- [YOUR INSTRUCTIONS] State, as a number alone, how many lines of the entries contain the word "collar".

- [EXERCISE INPUT]

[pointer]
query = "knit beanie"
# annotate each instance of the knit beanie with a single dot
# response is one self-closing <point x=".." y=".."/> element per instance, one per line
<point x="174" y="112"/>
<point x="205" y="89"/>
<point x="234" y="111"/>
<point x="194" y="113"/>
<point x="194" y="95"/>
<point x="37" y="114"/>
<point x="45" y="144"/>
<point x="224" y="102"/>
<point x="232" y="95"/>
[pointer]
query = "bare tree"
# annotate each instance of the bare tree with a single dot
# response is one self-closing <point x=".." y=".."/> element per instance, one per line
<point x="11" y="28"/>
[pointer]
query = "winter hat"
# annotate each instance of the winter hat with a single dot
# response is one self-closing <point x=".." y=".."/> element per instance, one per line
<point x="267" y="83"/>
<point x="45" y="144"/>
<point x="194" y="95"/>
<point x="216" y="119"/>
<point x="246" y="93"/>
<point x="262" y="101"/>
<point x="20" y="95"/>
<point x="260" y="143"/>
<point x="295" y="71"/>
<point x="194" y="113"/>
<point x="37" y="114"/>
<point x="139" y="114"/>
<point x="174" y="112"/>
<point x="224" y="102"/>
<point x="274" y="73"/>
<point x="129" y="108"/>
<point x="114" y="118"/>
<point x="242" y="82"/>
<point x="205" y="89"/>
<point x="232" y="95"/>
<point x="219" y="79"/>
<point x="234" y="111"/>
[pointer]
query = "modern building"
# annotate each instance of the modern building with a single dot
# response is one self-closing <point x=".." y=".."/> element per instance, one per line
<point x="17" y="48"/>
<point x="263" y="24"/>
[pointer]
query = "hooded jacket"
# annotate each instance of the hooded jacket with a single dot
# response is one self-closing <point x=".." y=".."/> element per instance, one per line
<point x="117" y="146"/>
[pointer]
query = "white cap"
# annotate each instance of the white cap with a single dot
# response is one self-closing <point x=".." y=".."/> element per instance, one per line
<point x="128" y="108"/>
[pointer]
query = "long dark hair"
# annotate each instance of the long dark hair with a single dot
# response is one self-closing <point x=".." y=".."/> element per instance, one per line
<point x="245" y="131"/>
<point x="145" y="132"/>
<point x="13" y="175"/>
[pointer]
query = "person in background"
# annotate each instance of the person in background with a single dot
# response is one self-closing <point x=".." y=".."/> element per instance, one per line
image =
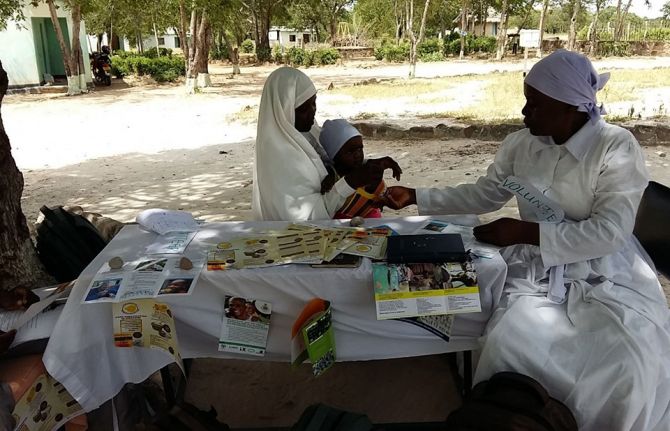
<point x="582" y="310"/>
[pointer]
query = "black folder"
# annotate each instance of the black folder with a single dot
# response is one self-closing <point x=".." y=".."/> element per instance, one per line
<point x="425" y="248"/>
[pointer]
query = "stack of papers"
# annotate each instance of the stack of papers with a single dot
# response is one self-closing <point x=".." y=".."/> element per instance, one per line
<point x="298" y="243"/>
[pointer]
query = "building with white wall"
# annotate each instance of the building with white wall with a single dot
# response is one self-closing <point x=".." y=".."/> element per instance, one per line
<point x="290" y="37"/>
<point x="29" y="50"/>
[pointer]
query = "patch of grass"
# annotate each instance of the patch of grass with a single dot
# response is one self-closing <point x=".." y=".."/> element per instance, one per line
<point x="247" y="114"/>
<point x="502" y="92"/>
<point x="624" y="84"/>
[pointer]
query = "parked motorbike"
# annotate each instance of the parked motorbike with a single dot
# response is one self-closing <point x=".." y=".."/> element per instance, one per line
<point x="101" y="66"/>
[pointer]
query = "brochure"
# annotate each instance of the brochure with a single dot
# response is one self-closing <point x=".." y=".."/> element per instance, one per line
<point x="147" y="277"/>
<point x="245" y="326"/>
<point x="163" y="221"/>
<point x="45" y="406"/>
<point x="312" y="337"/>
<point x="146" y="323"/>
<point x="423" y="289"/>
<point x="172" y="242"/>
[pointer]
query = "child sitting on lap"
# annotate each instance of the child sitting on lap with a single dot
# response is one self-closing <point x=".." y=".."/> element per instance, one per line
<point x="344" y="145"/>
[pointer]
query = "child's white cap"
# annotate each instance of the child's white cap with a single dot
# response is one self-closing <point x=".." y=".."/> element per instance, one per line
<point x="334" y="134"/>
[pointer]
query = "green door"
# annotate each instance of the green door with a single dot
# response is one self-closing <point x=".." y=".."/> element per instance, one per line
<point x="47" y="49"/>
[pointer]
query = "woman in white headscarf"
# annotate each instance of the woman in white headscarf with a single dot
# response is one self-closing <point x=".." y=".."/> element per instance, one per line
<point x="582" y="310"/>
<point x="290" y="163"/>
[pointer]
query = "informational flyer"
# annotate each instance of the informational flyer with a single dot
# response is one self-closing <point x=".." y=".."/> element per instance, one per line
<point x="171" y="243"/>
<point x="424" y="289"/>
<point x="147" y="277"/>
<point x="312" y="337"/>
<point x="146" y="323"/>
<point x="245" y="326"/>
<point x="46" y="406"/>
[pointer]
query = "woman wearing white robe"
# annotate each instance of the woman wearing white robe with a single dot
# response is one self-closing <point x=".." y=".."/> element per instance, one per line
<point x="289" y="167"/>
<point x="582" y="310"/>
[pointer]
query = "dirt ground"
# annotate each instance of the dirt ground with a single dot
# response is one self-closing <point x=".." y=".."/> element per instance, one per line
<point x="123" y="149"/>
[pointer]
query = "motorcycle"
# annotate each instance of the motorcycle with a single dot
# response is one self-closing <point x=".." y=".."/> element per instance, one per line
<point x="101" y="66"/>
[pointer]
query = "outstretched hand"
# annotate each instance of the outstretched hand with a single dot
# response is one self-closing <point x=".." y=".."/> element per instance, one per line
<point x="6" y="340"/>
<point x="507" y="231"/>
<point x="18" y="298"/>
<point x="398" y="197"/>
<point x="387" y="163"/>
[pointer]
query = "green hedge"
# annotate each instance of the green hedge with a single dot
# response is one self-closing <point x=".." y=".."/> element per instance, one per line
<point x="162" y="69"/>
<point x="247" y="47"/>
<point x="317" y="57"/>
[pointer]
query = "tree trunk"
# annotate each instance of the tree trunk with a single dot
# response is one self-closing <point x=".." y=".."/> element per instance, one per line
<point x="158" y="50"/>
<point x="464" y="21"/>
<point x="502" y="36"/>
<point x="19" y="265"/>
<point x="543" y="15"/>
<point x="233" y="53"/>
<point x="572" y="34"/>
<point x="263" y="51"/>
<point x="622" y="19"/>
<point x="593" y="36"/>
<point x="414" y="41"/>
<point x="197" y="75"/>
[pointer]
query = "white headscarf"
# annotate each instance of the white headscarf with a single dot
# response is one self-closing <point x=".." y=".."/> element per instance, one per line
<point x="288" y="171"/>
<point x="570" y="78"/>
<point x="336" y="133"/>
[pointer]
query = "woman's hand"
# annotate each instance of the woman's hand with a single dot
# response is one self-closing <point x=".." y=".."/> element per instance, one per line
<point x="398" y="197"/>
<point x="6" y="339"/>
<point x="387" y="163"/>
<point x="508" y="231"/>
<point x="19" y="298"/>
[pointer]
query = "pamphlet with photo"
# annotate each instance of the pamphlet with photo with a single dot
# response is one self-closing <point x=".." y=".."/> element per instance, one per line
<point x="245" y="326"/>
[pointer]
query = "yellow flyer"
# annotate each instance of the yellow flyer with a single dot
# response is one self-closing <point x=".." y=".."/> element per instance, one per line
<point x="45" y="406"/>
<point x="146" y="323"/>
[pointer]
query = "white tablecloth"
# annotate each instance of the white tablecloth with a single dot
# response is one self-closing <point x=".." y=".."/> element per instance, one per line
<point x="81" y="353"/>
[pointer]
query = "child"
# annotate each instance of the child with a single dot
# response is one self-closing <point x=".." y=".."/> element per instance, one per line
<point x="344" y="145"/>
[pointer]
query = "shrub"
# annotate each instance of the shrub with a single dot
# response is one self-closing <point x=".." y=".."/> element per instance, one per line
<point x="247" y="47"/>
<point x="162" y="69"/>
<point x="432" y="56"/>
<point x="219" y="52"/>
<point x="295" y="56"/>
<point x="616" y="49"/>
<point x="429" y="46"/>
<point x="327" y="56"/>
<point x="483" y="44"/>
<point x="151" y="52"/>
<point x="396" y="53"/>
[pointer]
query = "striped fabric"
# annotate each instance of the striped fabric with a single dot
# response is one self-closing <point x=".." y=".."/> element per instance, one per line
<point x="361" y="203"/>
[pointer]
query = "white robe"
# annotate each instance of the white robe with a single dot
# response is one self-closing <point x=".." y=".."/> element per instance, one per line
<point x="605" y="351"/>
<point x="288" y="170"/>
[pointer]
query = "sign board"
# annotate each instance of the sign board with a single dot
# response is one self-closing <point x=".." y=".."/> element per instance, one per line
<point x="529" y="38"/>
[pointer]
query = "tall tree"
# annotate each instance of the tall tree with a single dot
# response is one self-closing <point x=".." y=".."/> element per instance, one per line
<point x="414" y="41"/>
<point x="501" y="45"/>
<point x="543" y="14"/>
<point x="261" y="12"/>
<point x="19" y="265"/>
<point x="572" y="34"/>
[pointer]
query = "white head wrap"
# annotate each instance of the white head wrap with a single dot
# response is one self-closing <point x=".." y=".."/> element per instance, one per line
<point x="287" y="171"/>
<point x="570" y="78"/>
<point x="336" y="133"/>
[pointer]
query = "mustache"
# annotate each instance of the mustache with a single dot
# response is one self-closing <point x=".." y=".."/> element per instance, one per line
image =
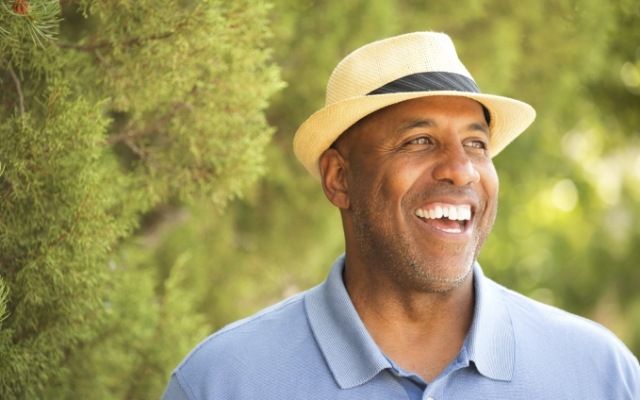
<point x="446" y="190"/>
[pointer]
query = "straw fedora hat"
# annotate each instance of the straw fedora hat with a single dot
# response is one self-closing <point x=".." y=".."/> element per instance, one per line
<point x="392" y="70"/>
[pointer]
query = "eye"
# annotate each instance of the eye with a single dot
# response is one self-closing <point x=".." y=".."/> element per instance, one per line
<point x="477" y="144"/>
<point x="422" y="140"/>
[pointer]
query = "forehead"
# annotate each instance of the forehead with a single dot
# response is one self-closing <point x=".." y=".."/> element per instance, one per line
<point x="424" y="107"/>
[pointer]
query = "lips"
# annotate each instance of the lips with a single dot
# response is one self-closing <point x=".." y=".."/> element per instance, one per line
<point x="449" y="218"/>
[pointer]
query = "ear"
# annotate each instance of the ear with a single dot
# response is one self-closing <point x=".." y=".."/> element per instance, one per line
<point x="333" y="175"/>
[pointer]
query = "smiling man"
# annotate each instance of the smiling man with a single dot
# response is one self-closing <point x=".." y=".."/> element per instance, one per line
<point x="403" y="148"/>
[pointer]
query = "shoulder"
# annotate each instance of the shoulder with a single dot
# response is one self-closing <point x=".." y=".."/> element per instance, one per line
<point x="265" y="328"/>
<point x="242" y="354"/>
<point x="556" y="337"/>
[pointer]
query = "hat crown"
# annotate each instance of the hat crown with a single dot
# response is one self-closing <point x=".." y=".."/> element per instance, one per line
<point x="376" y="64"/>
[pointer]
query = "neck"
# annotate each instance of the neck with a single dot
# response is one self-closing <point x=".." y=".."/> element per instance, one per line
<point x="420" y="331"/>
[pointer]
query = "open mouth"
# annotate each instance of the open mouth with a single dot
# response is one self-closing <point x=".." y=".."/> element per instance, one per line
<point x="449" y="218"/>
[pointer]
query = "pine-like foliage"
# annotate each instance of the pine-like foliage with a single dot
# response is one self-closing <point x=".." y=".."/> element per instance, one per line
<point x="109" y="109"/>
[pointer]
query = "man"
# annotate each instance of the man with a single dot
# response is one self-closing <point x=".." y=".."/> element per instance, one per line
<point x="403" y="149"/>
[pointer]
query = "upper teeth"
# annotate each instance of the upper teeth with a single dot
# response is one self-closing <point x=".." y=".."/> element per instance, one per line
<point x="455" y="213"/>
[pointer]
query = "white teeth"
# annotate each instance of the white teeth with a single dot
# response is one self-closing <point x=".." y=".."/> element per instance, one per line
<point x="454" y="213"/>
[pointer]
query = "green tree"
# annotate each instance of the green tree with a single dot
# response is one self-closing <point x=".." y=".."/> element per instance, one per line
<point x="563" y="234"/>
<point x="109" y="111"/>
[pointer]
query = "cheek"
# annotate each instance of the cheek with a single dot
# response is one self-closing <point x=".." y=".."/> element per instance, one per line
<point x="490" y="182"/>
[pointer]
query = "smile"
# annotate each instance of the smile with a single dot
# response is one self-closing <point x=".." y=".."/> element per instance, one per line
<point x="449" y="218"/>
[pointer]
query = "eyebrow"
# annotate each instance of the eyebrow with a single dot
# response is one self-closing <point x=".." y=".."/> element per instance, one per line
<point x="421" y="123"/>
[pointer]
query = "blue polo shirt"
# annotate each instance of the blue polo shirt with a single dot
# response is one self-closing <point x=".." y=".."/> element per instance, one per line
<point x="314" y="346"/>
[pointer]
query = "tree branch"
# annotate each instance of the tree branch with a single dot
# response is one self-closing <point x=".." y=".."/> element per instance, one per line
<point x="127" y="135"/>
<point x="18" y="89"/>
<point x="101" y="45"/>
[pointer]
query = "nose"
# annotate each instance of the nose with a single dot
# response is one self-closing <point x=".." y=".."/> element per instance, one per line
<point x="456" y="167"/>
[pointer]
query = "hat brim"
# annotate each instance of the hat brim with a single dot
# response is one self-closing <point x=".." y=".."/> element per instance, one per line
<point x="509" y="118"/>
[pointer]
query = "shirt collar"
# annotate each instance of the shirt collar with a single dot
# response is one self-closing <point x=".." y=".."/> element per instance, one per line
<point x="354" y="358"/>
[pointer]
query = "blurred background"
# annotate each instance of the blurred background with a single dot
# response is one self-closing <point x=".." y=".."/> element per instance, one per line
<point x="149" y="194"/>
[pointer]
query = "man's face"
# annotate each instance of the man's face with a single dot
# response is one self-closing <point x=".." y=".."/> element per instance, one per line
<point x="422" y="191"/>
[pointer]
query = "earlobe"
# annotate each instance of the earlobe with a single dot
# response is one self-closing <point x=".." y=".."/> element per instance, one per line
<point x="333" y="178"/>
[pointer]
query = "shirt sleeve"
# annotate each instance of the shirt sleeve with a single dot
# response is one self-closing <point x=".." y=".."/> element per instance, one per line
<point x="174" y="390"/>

- [SOLUTION] 2